-- DIRECTIONS --
Please write out the listing beneath this sentence exactly, from its first line to the line with "--target=blue liquid", and stop there.
*** DATA FOR THE TASK ***
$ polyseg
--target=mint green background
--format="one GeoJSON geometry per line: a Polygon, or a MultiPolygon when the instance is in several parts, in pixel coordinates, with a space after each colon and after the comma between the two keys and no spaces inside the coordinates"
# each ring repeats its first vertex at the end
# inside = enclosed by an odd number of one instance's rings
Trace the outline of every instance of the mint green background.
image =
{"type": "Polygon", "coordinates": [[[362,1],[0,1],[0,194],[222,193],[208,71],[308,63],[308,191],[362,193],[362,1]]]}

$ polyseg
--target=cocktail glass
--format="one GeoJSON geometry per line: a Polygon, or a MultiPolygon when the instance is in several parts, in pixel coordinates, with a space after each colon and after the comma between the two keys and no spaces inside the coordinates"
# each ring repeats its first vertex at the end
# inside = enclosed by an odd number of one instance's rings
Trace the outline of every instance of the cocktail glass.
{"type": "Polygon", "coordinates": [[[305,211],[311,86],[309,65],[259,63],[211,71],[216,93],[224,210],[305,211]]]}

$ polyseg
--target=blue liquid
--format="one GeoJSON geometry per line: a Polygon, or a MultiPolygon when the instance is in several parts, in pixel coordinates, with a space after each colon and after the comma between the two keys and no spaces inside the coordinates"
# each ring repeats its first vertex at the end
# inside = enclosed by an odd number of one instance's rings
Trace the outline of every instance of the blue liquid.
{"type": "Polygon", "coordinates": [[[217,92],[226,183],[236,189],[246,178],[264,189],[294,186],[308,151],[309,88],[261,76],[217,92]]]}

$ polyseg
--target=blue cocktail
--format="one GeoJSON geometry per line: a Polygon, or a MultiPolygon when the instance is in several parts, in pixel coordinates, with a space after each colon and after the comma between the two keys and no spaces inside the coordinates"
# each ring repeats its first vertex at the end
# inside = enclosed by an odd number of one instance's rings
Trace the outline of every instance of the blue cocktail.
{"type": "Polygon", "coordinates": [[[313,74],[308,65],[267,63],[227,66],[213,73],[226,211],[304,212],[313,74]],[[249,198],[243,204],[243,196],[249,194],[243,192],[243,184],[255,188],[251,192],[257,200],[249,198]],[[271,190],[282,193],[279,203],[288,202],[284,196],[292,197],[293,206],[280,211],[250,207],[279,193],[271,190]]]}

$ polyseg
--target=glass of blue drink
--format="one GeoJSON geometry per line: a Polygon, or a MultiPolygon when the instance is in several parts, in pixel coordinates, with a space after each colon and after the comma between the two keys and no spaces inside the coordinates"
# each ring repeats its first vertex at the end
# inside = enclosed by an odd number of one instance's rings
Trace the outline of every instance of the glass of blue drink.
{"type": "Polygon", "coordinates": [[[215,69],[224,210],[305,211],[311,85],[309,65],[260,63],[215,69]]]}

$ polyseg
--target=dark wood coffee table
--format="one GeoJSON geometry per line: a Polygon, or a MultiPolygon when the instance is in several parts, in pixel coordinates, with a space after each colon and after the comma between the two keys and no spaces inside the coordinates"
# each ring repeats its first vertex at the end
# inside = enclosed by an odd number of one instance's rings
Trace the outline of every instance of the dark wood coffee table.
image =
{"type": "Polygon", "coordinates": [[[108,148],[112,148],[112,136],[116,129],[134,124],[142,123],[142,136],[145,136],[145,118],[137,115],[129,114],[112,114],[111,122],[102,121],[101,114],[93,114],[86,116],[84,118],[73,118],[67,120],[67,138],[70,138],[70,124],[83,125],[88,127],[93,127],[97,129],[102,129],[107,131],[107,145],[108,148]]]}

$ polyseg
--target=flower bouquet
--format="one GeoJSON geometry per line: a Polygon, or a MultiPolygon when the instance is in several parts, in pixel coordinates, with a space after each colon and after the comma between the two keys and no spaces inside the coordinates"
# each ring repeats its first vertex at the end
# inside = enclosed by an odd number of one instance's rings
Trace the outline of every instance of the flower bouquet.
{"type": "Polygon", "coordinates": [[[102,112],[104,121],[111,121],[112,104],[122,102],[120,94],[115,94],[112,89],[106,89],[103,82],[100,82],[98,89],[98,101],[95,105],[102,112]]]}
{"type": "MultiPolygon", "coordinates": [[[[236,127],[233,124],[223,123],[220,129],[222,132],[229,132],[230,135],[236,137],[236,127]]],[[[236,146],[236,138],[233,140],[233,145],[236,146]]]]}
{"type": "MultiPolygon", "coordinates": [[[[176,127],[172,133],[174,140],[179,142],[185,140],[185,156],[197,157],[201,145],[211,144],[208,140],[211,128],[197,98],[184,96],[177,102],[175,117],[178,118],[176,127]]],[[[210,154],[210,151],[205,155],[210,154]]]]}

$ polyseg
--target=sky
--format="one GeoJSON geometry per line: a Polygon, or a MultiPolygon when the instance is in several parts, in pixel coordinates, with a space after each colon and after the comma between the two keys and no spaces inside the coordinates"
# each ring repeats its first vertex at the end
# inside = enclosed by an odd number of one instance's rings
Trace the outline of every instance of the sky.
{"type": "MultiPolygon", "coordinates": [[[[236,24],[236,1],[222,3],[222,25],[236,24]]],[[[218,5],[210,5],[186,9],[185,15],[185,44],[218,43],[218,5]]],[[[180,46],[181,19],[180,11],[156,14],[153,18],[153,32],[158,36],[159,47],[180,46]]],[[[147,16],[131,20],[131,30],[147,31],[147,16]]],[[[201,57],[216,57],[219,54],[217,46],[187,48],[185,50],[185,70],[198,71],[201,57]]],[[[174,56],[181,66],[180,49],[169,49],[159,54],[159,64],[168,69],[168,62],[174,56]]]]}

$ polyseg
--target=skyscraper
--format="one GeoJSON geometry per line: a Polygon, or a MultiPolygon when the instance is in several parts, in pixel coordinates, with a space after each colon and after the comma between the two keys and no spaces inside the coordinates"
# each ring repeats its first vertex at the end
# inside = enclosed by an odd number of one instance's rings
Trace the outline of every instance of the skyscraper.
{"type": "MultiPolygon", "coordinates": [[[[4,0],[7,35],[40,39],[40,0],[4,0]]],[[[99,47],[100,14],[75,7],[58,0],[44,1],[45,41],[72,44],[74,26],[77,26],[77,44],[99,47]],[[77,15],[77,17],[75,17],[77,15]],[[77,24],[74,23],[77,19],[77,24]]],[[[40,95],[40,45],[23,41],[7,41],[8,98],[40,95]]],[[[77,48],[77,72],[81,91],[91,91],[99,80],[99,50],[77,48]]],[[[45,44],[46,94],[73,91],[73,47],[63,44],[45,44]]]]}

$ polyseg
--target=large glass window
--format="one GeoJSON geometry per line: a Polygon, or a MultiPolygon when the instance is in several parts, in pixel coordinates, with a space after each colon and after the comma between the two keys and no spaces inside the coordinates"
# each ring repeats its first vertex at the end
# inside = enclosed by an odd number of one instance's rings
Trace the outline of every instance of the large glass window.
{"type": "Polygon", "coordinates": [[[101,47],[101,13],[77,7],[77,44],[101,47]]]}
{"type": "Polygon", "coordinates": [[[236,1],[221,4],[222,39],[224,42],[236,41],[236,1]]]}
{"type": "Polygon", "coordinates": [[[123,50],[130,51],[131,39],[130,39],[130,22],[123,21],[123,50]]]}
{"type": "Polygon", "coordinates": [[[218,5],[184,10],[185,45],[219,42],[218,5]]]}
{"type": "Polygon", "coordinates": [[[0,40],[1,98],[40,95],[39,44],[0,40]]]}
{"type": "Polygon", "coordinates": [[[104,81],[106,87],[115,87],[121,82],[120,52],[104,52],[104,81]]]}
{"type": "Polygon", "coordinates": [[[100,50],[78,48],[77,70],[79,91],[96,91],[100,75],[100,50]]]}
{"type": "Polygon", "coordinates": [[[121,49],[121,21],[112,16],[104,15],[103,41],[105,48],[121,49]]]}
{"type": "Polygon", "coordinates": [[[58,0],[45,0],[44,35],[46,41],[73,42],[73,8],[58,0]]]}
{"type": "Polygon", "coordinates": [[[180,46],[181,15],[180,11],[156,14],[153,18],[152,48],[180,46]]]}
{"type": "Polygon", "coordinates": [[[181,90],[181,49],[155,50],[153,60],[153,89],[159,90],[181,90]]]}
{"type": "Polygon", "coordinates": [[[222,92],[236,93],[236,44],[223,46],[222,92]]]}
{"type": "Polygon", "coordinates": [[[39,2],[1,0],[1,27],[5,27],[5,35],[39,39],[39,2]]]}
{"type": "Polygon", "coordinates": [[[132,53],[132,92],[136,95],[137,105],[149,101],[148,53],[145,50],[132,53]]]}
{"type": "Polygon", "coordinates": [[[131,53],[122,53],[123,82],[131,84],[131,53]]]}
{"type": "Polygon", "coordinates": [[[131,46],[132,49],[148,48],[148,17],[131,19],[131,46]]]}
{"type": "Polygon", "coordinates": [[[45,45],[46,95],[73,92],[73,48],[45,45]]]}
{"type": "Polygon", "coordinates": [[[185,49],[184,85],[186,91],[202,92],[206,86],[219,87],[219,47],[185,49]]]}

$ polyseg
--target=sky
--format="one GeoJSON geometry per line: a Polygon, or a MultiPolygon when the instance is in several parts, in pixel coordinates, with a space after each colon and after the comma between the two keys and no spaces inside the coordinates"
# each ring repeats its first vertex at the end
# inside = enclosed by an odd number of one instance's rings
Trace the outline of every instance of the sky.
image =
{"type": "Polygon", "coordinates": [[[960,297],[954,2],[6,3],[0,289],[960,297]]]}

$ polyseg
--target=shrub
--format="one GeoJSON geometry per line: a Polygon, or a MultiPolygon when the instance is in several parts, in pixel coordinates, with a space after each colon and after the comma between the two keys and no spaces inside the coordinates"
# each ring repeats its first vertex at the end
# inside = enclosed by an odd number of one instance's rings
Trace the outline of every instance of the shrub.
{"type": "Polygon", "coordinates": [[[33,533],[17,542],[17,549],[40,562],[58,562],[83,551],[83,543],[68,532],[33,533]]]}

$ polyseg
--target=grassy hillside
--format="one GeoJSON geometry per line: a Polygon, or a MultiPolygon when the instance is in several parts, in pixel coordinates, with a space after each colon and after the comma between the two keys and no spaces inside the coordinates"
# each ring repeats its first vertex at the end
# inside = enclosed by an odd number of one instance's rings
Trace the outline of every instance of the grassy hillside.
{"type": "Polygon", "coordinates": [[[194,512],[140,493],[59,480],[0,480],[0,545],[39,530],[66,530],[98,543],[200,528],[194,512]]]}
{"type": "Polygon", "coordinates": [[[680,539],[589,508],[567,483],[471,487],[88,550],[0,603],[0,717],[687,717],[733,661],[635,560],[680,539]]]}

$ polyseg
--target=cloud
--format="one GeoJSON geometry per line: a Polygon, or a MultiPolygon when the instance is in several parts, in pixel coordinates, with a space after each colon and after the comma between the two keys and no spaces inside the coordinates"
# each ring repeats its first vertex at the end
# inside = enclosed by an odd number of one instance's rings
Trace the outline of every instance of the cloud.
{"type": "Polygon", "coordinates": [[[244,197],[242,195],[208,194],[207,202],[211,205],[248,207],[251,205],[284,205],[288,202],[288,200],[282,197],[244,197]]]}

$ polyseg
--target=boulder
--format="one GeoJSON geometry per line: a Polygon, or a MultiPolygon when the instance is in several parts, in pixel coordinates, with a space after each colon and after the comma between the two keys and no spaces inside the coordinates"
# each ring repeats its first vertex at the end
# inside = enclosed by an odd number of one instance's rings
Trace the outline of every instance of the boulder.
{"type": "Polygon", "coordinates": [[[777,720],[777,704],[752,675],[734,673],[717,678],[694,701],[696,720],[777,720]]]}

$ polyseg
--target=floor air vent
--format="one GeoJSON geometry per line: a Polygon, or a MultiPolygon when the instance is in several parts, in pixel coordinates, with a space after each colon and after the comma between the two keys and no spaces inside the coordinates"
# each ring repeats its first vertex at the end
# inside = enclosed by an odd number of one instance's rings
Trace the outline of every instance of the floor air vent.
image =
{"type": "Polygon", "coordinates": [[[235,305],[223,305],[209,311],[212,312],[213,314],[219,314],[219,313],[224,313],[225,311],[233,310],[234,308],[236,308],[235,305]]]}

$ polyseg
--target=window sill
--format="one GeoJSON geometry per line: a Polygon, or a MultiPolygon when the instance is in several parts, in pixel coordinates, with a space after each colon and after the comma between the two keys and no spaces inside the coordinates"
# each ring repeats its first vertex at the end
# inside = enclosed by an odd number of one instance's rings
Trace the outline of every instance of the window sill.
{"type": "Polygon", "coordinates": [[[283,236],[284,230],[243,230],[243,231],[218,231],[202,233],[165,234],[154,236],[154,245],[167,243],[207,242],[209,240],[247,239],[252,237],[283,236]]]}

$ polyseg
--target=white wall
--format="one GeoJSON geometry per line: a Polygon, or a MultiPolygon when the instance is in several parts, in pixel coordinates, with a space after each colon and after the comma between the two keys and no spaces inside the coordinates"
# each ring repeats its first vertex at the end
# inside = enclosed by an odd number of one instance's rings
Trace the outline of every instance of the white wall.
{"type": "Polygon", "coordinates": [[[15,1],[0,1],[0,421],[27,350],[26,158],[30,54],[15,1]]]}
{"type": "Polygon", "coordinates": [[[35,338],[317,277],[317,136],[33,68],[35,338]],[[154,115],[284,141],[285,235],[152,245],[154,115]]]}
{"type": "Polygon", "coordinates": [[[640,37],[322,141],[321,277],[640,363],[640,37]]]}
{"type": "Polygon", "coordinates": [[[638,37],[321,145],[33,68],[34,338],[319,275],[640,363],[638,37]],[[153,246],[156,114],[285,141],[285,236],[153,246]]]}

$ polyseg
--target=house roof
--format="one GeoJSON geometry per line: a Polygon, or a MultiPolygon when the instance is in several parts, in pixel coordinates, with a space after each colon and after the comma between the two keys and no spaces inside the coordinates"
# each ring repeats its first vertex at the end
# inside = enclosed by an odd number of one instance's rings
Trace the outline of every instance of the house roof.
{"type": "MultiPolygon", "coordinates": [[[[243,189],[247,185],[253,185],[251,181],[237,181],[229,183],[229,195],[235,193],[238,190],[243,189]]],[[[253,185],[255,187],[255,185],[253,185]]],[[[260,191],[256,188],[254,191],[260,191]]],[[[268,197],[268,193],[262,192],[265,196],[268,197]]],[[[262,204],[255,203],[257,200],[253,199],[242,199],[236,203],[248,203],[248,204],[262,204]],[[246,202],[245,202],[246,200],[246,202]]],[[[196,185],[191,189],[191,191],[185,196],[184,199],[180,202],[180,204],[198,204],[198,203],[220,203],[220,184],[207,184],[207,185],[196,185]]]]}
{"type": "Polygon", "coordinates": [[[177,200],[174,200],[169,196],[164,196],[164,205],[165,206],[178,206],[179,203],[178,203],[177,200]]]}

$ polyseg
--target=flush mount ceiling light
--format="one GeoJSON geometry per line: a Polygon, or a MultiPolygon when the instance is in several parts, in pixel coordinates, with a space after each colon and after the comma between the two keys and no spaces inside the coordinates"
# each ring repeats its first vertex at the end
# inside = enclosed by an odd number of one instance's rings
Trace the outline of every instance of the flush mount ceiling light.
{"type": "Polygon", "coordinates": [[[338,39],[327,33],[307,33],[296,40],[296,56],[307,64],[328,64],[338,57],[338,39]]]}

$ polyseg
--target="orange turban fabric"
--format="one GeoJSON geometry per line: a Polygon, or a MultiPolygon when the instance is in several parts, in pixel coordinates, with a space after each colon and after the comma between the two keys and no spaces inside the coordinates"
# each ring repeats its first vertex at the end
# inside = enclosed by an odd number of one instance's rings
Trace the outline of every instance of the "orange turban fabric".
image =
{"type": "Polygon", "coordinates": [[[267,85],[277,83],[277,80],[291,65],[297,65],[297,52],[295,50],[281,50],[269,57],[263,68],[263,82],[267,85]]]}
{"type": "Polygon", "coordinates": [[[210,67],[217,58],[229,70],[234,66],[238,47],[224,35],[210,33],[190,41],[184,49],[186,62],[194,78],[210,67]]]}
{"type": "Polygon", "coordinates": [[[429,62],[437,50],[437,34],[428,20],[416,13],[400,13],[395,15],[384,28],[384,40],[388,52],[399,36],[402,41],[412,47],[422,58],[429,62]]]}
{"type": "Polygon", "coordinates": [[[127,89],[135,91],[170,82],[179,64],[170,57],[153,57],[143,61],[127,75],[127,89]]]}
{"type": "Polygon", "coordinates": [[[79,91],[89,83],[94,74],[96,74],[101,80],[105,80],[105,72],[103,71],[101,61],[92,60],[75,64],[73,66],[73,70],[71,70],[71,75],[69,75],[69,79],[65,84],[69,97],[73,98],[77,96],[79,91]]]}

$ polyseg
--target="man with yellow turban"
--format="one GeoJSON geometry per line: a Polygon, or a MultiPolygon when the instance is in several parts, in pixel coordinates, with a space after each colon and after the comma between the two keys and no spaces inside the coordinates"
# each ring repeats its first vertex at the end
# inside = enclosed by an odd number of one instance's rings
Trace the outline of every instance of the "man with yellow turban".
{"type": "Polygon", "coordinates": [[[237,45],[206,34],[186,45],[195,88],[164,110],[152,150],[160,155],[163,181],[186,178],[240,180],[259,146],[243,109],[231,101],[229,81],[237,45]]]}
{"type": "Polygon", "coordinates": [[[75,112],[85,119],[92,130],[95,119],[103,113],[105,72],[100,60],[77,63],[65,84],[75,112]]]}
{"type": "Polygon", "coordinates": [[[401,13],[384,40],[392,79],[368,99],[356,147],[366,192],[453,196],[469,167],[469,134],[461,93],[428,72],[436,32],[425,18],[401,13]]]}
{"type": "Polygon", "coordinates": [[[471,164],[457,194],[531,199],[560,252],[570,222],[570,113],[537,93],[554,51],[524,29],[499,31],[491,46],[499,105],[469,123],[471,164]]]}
***
-- TASK RESULT --
$ polyseg
--target=mint green background
--format="one GeoJSON geometry per line: a Polygon, or a MultiPolygon when the instance is in several parts, in pixel coordinates, with a space after each colon and after the comma between the two keys and no spaces inside the coordinates"
# each ring repeats its first vertex at the end
# inside = enclosed by an odd number of one instance's rings
Trace the outline of every instance of the mint green background.
image =
{"type": "Polygon", "coordinates": [[[362,1],[0,1],[0,194],[222,193],[208,71],[308,63],[308,191],[362,193],[362,1]]]}

$ polyseg
--target=cocktail glass
--format="one GeoJSON geometry per line: a Polygon, or a MultiPolygon when the instance is in several parts, in pixel coordinates, with a space after each colon and after the comma between the two keys and no spaces inside the coordinates"
# each ring repeats its first vertex at the end
# inside = enclosed by an odd number of one instance's rings
Trace the outline of every instance of the cocktail glass.
{"type": "Polygon", "coordinates": [[[305,211],[311,86],[309,65],[259,63],[211,71],[216,93],[224,210],[305,211]]]}

$ polyseg
--target=blue liquid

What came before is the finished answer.